**EXTRACT TO READ:**
______________________________

Mykolas Katkus

Co-founder and CEO of Repsense talks about deploying Havel and using LLMs to capture semantic meaning of texts at scale

What is Havel?

Havel is a Foreign Information Manipulation and Interference (FIMI) dashboard that tracks traditional media, social media, and short video content across platforms. It identifies stories, detects disinformation and propaganda, and helps users understand and plan strategic responses to narrative battlegrounds.

Currently deployed in three countries, Havel enables Strategic Communications (Stratcom) and FIMI teams to instantly assess the media landscape and develop effective response strategies. The platform is also used by law enforcement institutions, regulators, and financial institutions to identify fraud and prevent cyberattacks, as well as by political parties and other large stakeholders.

Where do you want to see Repsense in 5-8 years from now?

We have a clear goal: to become the reference product for multinational public and private stakeholders seeking to track, assess, and simulate the impact of public information on people's behavior and decisions.

To achieve this, we are developing models that will help us identify relationships between the supply side—media landscape evaluation—and the demand side—opinion polls and real-life decisions. We're also working on agent-based simulations to better understand these dynamics.

What tech stack and LLMs allow you to research at this scale?

______________________________

**TASKS TO CARRY OUT:**
**a.** List the kinds of content that Havel tracks, according to the interview about Havel.
**b.** In the interview about Havel, quote everything from "Mykolas Katkus" down to "to narrative battlegrounds.".

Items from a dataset
______________________________

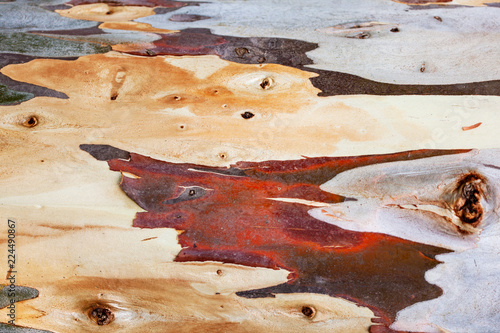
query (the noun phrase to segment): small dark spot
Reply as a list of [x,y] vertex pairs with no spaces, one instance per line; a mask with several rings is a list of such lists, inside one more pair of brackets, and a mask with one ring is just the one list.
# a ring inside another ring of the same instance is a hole
[[474,224],[478,223],[483,216],[483,208],[481,207],[482,185],[483,180],[476,174],[467,175],[459,181],[457,187],[458,198],[455,201],[453,210],[455,215],[460,218],[463,223]]
[[241,116],[243,117],[243,119],[250,119],[253,118],[255,115],[252,112],[245,111],[241,114]]
[[249,53],[249,51],[246,47],[237,47],[234,49],[234,52],[240,58],[242,58],[245,54]]
[[316,310],[312,306],[303,306],[302,314],[309,319],[312,319],[316,315]]
[[115,315],[110,309],[101,307],[92,309],[89,316],[99,326],[108,325],[115,319]]
[[35,127],[38,125],[38,118],[36,116],[29,116],[23,121],[24,127]]
[[368,39],[370,38],[372,35],[370,35],[369,32],[362,32],[362,33],[359,33],[357,35],[354,35],[354,36],[348,36],[348,38],[356,38],[356,39]]
[[260,87],[264,90],[267,90],[271,88],[271,85],[273,84],[273,80],[269,77],[266,77],[262,82],[260,83]]

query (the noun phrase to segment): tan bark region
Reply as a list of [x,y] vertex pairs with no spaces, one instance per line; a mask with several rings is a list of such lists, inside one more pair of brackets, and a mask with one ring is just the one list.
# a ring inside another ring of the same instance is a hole
[[178,30],[157,29],[151,24],[142,22],[104,22],[99,25],[99,29],[141,31],[159,34],[170,34],[178,32]]
[[56,10],[61,16],[97,22],[130,21],[154,15],[154,8],[140,6],[110,6],[106,3],[74,6]]
[[[173,263],[180,250],[174,230],[132,229],[116,212],[79,212],[26,207],[2,212],[2,219],[16,216],[16,284],[40,292],[17,303],[16,324],[61,333],[367,332],[371,325],[369,309],[325,295],[238,297],[236,291],[284,283],[288,272]],[[1,228],[6,233],[6,226]],[[6,259],[3,251],[0,260]],[[94,310],[109,311],[109,322],[98,324]],[[7,311],[0,317],[8,318]]]

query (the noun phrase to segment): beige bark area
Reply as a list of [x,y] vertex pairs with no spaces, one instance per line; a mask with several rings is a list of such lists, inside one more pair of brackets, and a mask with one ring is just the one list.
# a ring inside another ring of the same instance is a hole
[[[1,72],[69,96],[4,106],[0,115],[0,158],[7,161],[0,165],[0,217],[17,222],[17,284],[40,291],[18,304],[16,323],[54,332],[94,332],[88,313],[95,306],[115,314],[99,327],[103,332],[356,332],[366,331],[373,316],[325,295],[235,295],[286,282],[284,270],[172,262],[180,250],[176,232],[132,228],[140,208],[119,189],[119,174],[80,144],[228,165],[481,148],[500,140],[498,97],[318,97],[313,73],[215,56],[111,52],[34,60]],[[244,112],[254,117],[244,119]],[[1,228],[5,240],[6,223]],[[304,306],[316,310],[312,319]]]
[[154,8],[140,6],[110,6],[105,3],[74,6],[56,10],[61,16],[97,22],[130,21],[154,15]]
[[[491,148],[500,141],[494,135],[500,125],[496,96],[318,97],[309,80],[316,74],[215,56],[110,52],[76,61],[34,60],[1,72],[70,97],[2,108],[0,154],[22,161],[1,166],[11,176],[24,177],[34,166],[50,170],[41,160],[88,165],[91,158],[78,149],[82,143],[172,162],[228,165],[303,155]],[[254,117],[244,119],[244,112]],[[26,127],[32,115],[38,124]]]
[[[238,297],[236,291],[284,283],[289,272],[172,262],[180,250],[176,231],[131,228],[126,215],[92,208],[2,207],[2,220],[16,222],[16,285],[40,292],[17,303],[16,324],[61,333],[366,332],[371,325],[370,310],[325,295]],[[7,234],[6,223],[1,233]],[[2,263],[7,262],[5,239]],[[314,309],[312,318],[302,313],[304,306]],[[109,309],[114,320],[97,326],[89,316],[96,307]],[[2,322],[8,320],[6,311],[0,311]]]

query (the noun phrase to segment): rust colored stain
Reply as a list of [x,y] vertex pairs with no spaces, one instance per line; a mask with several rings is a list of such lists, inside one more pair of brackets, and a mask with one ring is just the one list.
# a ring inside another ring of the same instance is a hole
[[210,16],[195,15],[195,14],[175,14],[168,19],[172,22],[196,22],[201,20],[208,20]]
[[274,63],[317,73],[312,84],[321,90],[318,96],[334,95],[494,95],[500,80],[460,84],[390,84],[335,71],[309,68],[313,61],[306,53],[315,43],[285,38],[233,37],[214,35],[209,29],[185,29],[175,34],[160,34],[151,44],[118,44],[113,50],[142,56],[218,55],[242,64]]
[[343,230],[311,217],[311,206],[276,199],[324,204],[353,200],[319,186],[363,165],[462,151],[239,162],[218,168],[162,162],[134,153],[123,159],[122,150],[117,149],[115,157],[109,146],[81,148],[124,174],[121,188],[146,210],[136,215],[134,227],[182,231],[178,239],[183,250],[177,261],[221,261],[292,272],[285,284],[240,296],[313,292],[343,297],[369,306],[388,329],[397,311],[442,293],[425,281],[424,273],[438,264],[437,254],[448,250]]

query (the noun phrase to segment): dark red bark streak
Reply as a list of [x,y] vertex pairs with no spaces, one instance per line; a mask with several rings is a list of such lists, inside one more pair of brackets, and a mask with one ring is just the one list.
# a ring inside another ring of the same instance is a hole
[[[82,147],[98,159],[102,154],[124,155],[108,146]],[[112,170],[139,177],[123,177],[121,183],[147,211],[137,214],[135,227],[183,231],[177,261],[287,269],[288,283],[240,295],[316,292],[353,299],[381,317],[384,328],[374,326],[376,331],[387,330],[399,310],[441,295],[439,287],[425,281],[424,273],[438,264],[435,255],[448,251],[343,230],[312,218],[310,206],[270,198],[338,203],[345,198],[319,186],[342,171],[465,151],[239,162],[229,169],[167,163],[132,153],[129,160],[114,158],[108,163]]]

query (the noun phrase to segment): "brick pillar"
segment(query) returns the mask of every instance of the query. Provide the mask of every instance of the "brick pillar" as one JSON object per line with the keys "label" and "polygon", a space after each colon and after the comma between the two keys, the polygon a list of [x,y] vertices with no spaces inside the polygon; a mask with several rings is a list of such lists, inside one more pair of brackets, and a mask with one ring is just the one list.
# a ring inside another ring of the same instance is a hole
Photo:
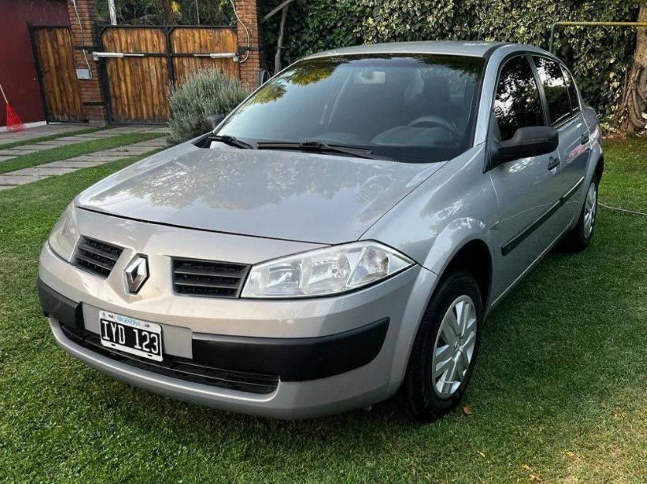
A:
{"label": "brick pillar", "polygon": [[[76,0],[76,10],[74,3],[67,0],[70,25],[72,29],[72,45],[74,49],[74,63],[76,69],[87,69],[89,65],[92,79],[80,79],[81,102],[83,113],[91,126],[105,126],[107,120],[105,100],[101,89],[101,80],[97,63],[92,58],[92,51],[98,50],[94,44],[95,21],[96,20],[96,0]],[[76,16],[78,12],[78,17]],[[81,20],[79,24],[79,19]],[[85,49],[83,56],[82,48]],[[85,58],[87,58],[86,63]]]}
{"label": "brick pillar", "polygon": [[[241,21],[249,31],[250,50],[247,60],[240,64],[241,82],[250,91],[258,86],[258,71],[261,68],[261,56],[259,52],[258,38],[258,6],[256,0],[236,0],[236,11]],[[247,48],[247,35],[245,29],[238,22],[236,25],[238,34],[238,50],[242,52],[241,60],[245,58],[245,50]]]}

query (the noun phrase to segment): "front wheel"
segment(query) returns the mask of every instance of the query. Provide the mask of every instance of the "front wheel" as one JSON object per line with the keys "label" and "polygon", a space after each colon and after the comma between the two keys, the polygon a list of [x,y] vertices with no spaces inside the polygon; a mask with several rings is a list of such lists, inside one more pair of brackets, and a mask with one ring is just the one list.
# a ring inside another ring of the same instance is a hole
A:
{"label": "front wheel", "polygon": [[580,214],[577,225],[565,237],[566,245],[573,252],[581,252],[589,247],[595,228],[598,211],[598,179],[593,175],[586,192],[584,206]]}
{"label": "front wheel", "polygon": [[441,283],[422,318],[400,391],[410,418],[434,420],[458,404],[474,371],[483,317],[472,274],[457,272]]}

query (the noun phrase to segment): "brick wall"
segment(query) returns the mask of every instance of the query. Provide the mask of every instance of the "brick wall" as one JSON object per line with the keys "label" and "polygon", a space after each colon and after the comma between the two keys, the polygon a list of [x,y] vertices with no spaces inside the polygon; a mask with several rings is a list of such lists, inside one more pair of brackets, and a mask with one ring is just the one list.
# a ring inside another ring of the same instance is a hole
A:
{"label": "brick wall", "polygon": [[[94,46],[94,23],[96,20],[95,2],[96,0],[76,0],[76,10],[81,20],[80,25],[72,0],[67,0],[67,8],[70,16],[72,43],[74,48],[76,68],[87,69],[87,65],[89,64],[93,76],[93,78],[89,80],[79,80],[83,112],[91,126],[102,126],[105,125],[107,119],[105,100],[101,89],[98,66],[92,58],[92,51],[97,50]],[[87,63],[82,47],[85,48]]]}
{"label": "brick wall", "polygon": [[[240,64],[241,82],[250,90],[254,89],[258,85],[258,71],[261,67],[258,32],[258,6],[256,0],[236,0],[236,11],[241,21],[245,23],[249,31],[250,47],[247,60]],[[247,48],[247,36],[245,28],[237,23],[238,50],[242,52]],[[241,60],[245,56],[241,57]]]}

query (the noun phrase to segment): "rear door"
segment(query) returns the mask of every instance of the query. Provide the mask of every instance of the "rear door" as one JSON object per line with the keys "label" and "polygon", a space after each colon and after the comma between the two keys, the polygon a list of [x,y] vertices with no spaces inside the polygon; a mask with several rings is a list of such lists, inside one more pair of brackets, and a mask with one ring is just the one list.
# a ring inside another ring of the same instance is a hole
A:
{"label": "rear door", "polygon": [[533,56],[541,81],[551,124],[560,133],[560,197],[565,204],[556,215],[564,227],[580,208],[579,197],[573,197],[582,188],[590,156],[589,130],[584,122],[577,88],[568,71],[553,59]]}
{"label": "rear door", "polygon": [[[530,58],[521,54],[504,61],[499,75],[489,136],[510,139],[516,130],[546,126],[538,79]],[[488,172],[496,192],[499,218],[492,294],[500,296],[545,250],[560,232],[550,215],[559,198],[556,151],[503,163]]]}

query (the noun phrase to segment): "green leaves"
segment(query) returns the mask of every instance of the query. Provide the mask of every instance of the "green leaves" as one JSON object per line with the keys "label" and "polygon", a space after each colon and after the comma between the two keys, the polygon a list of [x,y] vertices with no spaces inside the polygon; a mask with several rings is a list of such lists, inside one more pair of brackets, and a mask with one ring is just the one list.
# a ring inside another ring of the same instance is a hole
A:
{"label": "green leaves", "polygon": [[[264,12],[280,2],[265,2]],[[616,0],[301,0],[292,5],[285,63],[328,49],[377,42],[498,40],[547,49],[555,21],[635,21],[639,8],[638,2]],[[262,30],[266,58],[272,59],[278,21]],[[635,38],[630,28],[556,30],[557,54],[571,67],[586,102],[605,117],[620,102]]]}

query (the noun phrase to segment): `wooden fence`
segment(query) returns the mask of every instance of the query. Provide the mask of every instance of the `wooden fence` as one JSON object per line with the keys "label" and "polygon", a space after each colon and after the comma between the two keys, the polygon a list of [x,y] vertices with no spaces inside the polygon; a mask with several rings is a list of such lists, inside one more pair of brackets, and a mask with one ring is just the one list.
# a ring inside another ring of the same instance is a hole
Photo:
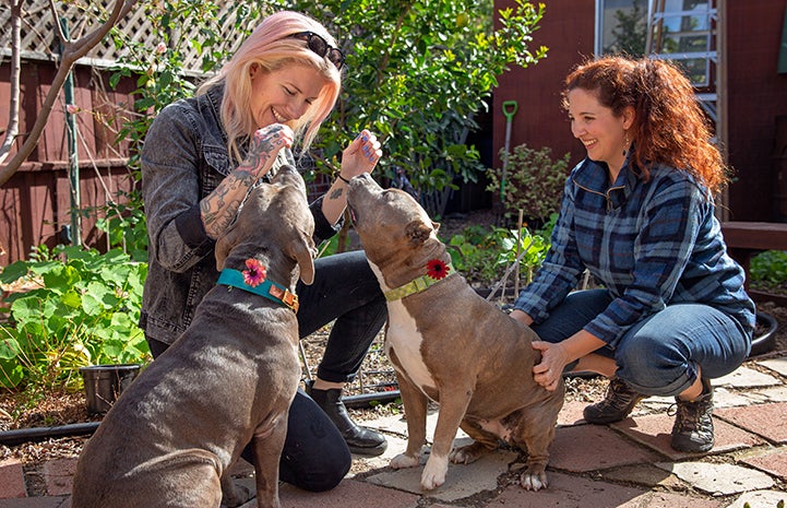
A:
{"label": "wooden fence", "polygon": [[[91,31],[97,10],[110,4],[100,0],[86,13],[77,9],[77,2],[56,2],[59,14],[68,21],[70,35],[79,38]],[[240,2],[225,2],[222,13],[231,27]],[[139,2],[118,28],[131,34],[135,42],[155,48],[160,42],[152,25],[147,10],[152,2]],[[0,3],[0,25],[10,26],[11,10],[8,2]],[[24,142],[25,132],[32,128],[49,91],[57,67],[57,22],[47,0],[31,0],[24,4],[22,28],[22,76],[20,135],[13,156]],[[253,20],[250,20],[253,22]],[[192,37],[201,28],[199,23],[183,23],[175,37]],[[10,29],[0,31],[0,105],[9,104],[10,97]],[[236,34],[237,35],[237,34]],[[238,37],[227,37],[225,48],[239,43]],[[77,160],[80,166],[81,206],[87,210],[82,218],[83,244],[100,250],[106,249],[106,237],[95,228],[96,212],[90,212],[117,201],[121,193],[136,185],[127,167],[129,144],[116,142],[123,120],[132,115],[134,81],[121,82],[116,88],[108,85],[108,70],[128,51],[117,47],[107,37],[74,68],[74,103],[81,109],[76,115]],[[184,57],[183,72],[198,74],[200,56],[194,49]],[[0,106],[0,137],[9,121],[9,108]],[[71,184],[68,172],[68,138],[65,104],[62,98],[55,106],[44,133],[22,168],[0,188],[0,267],[20,259],[27,259],[32,248],[38,245],[53,247],[65,241],[71,223]],[[7,160],[7,161],[8,161]],[[122,202],[122,198],[120,198]]]}

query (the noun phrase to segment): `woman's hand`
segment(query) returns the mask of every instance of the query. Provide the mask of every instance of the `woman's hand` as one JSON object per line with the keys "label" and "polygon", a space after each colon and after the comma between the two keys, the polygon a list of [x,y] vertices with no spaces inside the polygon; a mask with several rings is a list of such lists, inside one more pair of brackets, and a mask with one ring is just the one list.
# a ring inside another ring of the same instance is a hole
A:
{"label": "woman's hand", "polygon": [[541,362],[533,367],[533,378],[549,391],[558,388],[563,368],[571,363],[562,344],[533,341],[533,348],[541,352]]}
{"label": "woman's hand", "polygon": [[248,175],[252,181],[267,174],[276,160],[276,154],[284,147],[293,145],[293,129],[283,123],[272,123],[258,129],[249,141],[249,152],[236,169],[238,176]]}
{"label": "woman's hand", "polygon": [[232,223],[240,203],[254,182],[271,170],[278,151],[293,145],[293,129],[282,123],[259,129],[249,141],[249,152],[232,173],[200,201],[205,234],[217,239]]}
{"label": "woman's hand", "polygon": [[342,178],[349,180],[354,176],[371,173],[380,157],[382,157],[380,142],[374,134],[363,129],[342,152],[339,175],[342,175]]}

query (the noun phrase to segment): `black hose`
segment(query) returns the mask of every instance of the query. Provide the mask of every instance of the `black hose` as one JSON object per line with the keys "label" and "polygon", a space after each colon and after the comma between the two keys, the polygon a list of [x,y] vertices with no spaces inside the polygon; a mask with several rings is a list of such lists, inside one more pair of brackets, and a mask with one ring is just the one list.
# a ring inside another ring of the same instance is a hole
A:
{"label": "black hose", "polygon": [[0,433],[0,445],[16,446],[23,442],[43,441],[55,437],[85,436],[96,432],[100,422],[59,425],[56,427],[17,428]]}

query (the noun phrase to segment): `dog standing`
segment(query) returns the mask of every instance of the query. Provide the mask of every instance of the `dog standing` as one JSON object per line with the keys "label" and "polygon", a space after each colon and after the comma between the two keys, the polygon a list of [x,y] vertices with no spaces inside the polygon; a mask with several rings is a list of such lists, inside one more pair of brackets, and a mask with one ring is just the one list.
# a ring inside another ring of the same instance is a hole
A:
{"label": "dog standing", "polygon": [[217,508],[222,489],[240,505],[249,495],[228,469],[249,442],[258,506],[278,508],[278,463],[300,380],[293,291],[298,268],[306,284],[314,279],[313,231],[291,166],[249,193],[216,244],[218,284],[85,445],[74,508]]}
{"label": "dog standing", "polygon": [[[528,327],[485,300],[451,268],[437,224],[409,194],[381,189],[368,175],[350,180],[355,229],[385,293],[385,350],[396,371],[407,418],[407,450],[394,469],[420,463],[428,399],[440,404],[421,486],[443,484],[448,461],[469,463],[498,440],[527,451],[522,486],[547,486],[548,447],[564,387],[533,379],[540,354]],[[458,427],[474,440],[451,451]]]}

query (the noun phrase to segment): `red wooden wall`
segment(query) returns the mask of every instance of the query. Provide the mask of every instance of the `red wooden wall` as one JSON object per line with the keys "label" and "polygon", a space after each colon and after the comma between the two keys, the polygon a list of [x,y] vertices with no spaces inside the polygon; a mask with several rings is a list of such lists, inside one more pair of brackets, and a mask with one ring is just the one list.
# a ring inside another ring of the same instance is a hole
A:
{"label": "red wooden wall", "polygon": [[[38,116],[41,104],[55,76],[51,62],[23,61],[21,75],[22,110],[20,137],[15,147],[24,142]],[[9,104],[10,68],[0,66],[0,104]],[[128,192],[134,186],[126,167],[128,143],[115,144],[119,116],[126,114],[133,97],[133,83],[124,82],[120,91],[112,91],[108,74],[90,67],[74,69],[74,103],[84,109],[76,116],[80,191],[83,208],[106,204],[118,199],[119,191]],[[68,137],[65,130],[63,93],[36,149],[22,168],[0,187],[0,265],[26,259],[32,247],[46,244],[53,247],[63,243],[60,231],[71,223],[71,192],[68,176]],[[94,114],[110,119],[115,132],[106,128]],[[8,126],[9,108],[0,108],[0,126]],[[15,150],[5,162],[10,161]],[[105,235],[95,225],[95,214],[82,218],[83,243],[102,250]]]}
{"label": "red wooden wall", "polygon": [[[595,2],[593,0],[548,0],[534,48],[549,47],[548,56],[528,69],[515,68],[499,79],[494,93],[493,144],[505,142],[504,101],[517,101],[518,111],[511,133],[511,147],[527,143],[549,146],[553,157],[572,153],[572,163],[584,157],[584,149],[573,139],[560,108],[562,80],[571,68],[592,56]],[[496,0],[496,11],[513,7],[510,0]],[[777,119],[787,121],[787,74],[776,73],[778,45],[787,0],[756,2],[726,1],[727,88],[729,164],[736,180],[729,189],[730,220],[787,221],[787,160],[775,158]],[[783,128],[783,131],[786,128]],[[787,131],[786,131],[787,132]],[[784,141],[783,141],[784,142]],[[787,154],[785,154],[787,155]],[[783,179],[776,186],[777,164]],[[775,210],[782,192],[782,213]]]}

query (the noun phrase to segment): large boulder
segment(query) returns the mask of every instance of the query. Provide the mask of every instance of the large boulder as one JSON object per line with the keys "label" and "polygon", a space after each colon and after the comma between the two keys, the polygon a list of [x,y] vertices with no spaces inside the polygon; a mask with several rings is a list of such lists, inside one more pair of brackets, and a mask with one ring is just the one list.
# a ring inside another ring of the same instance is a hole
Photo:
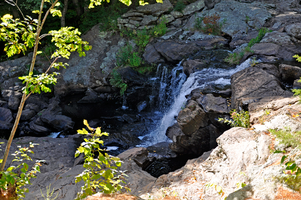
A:
{"label": "large boulder", "polygon": [[279,65],[280,73],[283,81],[292,83],[293,81],[301,77],[301,68],[299,67],[287,65]]}
{"label": "large boulder", "polygon": [[301,39],[301,23],[293,24],[285,27],[287,34],[297,39]]}
{"label": "large boulder", "polygon": [[168,61],[172,62],[178,62],[200,49],[199,47],[193,44],[173,41],[156,43],[155,48]]}
{"label": "large boulder", "polygon": [[184,16],[190,15],[203,9],[205,7],[204,0],[199,0],[186,6],[183,10]]}
{"label": "large boulder", "polygon": [[74,122],[71,118],[62,114],[63,110],[59,106],[59,103],[57,98],[52,99],[48,108],[42,112],[41,119],[43,122],[56,130],[62,131],[72,128]]}
{"label": "large boulder", "polygon": [[205,111],[194,100],[190,100],[186,108],[180,111],[177,121],[185,135],[191,135],[200,127],[208,125]]}
{"label": "large boulder", "polygon": [[250,103],[268,96],[290,96],[292,93],[281,87],[279,80],[264,70],[249,67],[231,77],[231,108],[246,110]]}
{"label": "large boulder", "polygon": [[164,58],[157,51],[153,45],[148,45],[145,47],[142,56],[148,63],[160,63],[164,62]]}
{"label": "large boulder", "polygon": [[188,77],[190,74],[201,71],[208,65],[201,60],[188,60],[183,63],[183,72]]}
{"label": "large boulder", "polygon": [[108,80],[115,67],[116,55],[125,44],[125,40],[119,34],[100,33],[99,25],[92,28],[82,39],[88,42],[93,48],[85,57],[80,57],[74,52],[69,60],[61,59],[60,62],[68,63],[69,66],[60,70],[60,78],[54,87],[55,95],[66,96],[84,92],[88,87],[94,89],[109,85]]}
{"label": "large boulder", "polygon": [[140,6],[137,8],[136,11],[142,13],[145,10],[152,11],[152,15],[155,17],[161,16],[162,14],[173,10],[174,7],[169,0],[163,1],[163,3],[157,3],[152,5]]}

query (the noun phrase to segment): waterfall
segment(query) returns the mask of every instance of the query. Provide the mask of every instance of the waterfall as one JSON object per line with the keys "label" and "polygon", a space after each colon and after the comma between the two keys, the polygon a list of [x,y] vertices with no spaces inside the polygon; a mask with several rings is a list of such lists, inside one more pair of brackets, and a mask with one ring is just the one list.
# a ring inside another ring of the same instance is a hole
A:
{"label": "waterfall", "polygon": [[[191,92],[196,88],[204,88],[206,86],[212,84],[215,86],[224,86],[230,85],[231,76],[245,68],[250,67],[249,59],[237,66],[234,68],[231,69],[216,69],[209,68],[203,69],[200,71],[195,72],[190,75],[185,81],[185,75],[182,71],[180,74],[177,74],[177,72],[181,69],[181,63],[173,70],[171,73],[170,79],[170,92],[166,93],[166,88],[160,88],[160,92],[165,92],[164,95],[169,96],[166,98],[165,101],[173,102],[169,108],[165,107],[162,110],[164,116],[161,122],[157,126],[149,131],[148,135],[150,138],[150,142],[147,142],[143,146],[147,146],[154,144],[168,141],[170,140],[165,135],[167,128],[176,122],[176,117],[181,109],[181,108],[186,105],[186,98],[185,96],[190,94]],[[165,72],[162,72],[162,73]],[[161,76],[161,80],[165,80]],[[165,85],[166,87],[169,84],[167,83],[162,83],[161,86]],[[163,96],[162,94],[162,96]],[[164,101],[162,100],[162,101]],[[161,101],[160,101],[161,103]],[[164,108],[164,105],[161,105],[161,107]]]}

______________________________

**ANSWERS PROVIDED:**
**a.** traditional media, social media, short video content

**b.**
Mykolas Katkus

Co-founder and CEO of Repsense talks about deploying Havel and using LLMs to capture semantic meaning of texts at scale

What is Havel?

Havel is a Foreign Information Manipulation and Interference (FIMI) dashboard that tracks traditional media, social media, and short video content across platforms. It identifies stories, detects disinformation and propaganda, and helps users understand and plan strategic responses to narrative battlegrounds.